Passage shown.
# Analytical approach to strong gravitational lensing from ultracompact   objects

**Authors:** Rajibul Shaikh, Pritam Banerjee, Suvankar Paul, Tapobrata Sarkar

arXiv: 1903.08211 · 2019-05-21

## TL;DR

This paper develops an analytical method to study strong gravitational lensing caused by ultracompact objects without horizons, revealing significant differences in image properties compared to black holes.

## Contribution

It introduces a new analytical framework for lensing by horizonless ultracompact objects, highlighting differences from black hole lensing.

## Key findings

- Relativistic images inside the photon sphere can have much higher magnifications.
- Angular separations of images inside the photon sphere are significantly larger.
- Fundamental differences exist between lensing by black holes and ultracompact objects.

Data section.
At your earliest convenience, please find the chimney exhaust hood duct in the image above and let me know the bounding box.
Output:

Instructions.
1. In the lensing paper summary above, what objects does the analytical method address?
2. Translate this sentence from the lensing paper summary into French: "Relativistic images inside the photon sphere can have much higher magnifications."

Expected answers.
1. Ultracompact objects without horizons.

2. Les images relativistes situées à l'intérieur de la sphère de photons peuvent présenter des grossissements beaucoup plus élevés.